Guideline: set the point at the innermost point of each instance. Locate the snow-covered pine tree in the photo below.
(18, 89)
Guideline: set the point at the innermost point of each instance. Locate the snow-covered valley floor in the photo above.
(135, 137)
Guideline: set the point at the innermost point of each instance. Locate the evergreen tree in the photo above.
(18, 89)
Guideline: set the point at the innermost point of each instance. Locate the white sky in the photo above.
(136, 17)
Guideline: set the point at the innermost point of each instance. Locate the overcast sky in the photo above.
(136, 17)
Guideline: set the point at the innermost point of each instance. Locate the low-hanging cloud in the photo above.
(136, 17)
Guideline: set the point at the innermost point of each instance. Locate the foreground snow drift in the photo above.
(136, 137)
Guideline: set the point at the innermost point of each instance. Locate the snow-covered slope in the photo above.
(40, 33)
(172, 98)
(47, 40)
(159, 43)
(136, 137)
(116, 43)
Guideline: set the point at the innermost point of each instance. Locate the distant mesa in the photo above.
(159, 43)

+ + + + +

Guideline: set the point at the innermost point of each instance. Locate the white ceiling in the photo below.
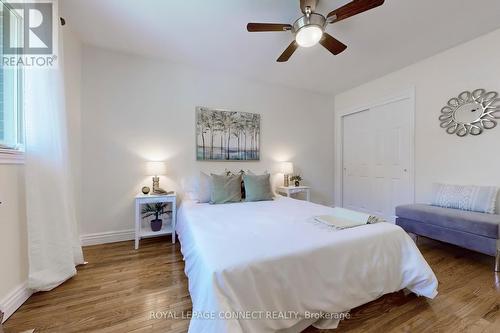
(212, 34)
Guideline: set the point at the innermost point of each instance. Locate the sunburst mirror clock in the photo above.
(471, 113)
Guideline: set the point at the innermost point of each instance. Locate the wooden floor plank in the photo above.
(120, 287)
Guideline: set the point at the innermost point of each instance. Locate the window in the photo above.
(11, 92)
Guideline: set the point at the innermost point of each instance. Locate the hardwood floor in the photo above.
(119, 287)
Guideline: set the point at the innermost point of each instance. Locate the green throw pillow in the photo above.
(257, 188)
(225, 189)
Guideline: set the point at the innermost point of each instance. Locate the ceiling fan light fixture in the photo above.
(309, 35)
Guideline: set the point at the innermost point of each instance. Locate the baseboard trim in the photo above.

+ + + + +

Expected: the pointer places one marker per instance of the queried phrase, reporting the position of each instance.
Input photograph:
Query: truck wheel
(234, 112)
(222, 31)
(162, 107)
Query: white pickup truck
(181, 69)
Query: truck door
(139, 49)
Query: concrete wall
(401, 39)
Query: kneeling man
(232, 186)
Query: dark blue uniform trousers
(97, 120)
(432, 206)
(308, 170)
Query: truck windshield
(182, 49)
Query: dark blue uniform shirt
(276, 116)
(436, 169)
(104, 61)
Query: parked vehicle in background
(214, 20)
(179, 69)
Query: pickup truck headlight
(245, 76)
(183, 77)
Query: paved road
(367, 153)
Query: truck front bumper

+ + + + +

> [THE PROBLEM]: Send back exactly the lines of the listing above starting at the one with "Query: parked vehicle in background" and ending at the one with "Query: truck front bumper", inclusive, and no others.

> [RESPONSE TO THIS TASK]:
Query: parked vehicle in background
(214, 20)
(179, 69)
Query: pickup truck headlight
(245, 76)
(183, 77)
Query: paved road
(367, 153)
Query: truck front bumper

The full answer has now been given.